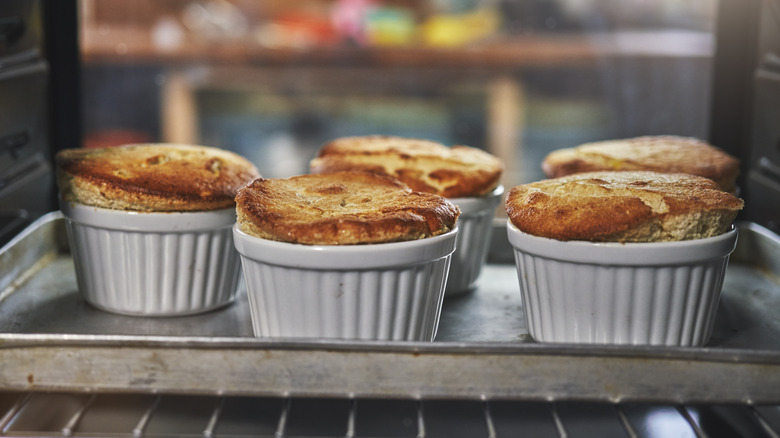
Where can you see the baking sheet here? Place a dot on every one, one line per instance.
(51, 339)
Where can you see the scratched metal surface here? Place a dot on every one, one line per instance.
(51, 340)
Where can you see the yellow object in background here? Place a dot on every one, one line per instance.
(390, 27)
(460, 29)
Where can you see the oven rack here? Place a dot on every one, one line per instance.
(158, 415)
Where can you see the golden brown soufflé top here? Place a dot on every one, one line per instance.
(660, 153)
(423, 165)
(157, 177)
(341, 208)
(629, 206)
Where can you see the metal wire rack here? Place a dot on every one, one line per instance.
(161, 415)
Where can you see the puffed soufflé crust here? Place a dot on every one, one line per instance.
(423, 165)
(157, 177)
(661, 153)
(341, 208)
(638, 206)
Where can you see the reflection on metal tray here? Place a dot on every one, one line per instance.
(154, 415)
(52, 340)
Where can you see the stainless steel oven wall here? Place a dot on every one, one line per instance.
(25, 169)
(762, 184)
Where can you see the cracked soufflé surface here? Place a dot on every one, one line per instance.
(341, 208)
(423, 165)
(660, 153)
(640, 206)
(153, 177)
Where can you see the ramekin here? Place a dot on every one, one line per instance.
(153, 264)
(663, 293)
(473, 242)
(389, 291)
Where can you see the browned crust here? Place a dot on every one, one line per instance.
(663, 153)
(153, 177)
(425, 166)
(341, 208)
(625, 206)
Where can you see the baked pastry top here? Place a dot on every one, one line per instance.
(629, 206)
(663, 153)
(341, 208)
(153, 177)
(423, 165)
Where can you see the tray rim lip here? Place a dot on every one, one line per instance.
(701, 354)
(661, 353)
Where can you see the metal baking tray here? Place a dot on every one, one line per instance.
(51, 340)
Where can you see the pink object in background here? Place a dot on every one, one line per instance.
(349, 18)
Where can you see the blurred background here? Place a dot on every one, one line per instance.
(275, 79)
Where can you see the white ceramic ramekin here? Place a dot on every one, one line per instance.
(664, 293)
(388, 291)
(153, 264)
(471, 248)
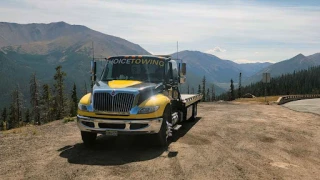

### Task description:
How many lines in the items above contain the word "object"? Reply with only the number.

### Written response:
2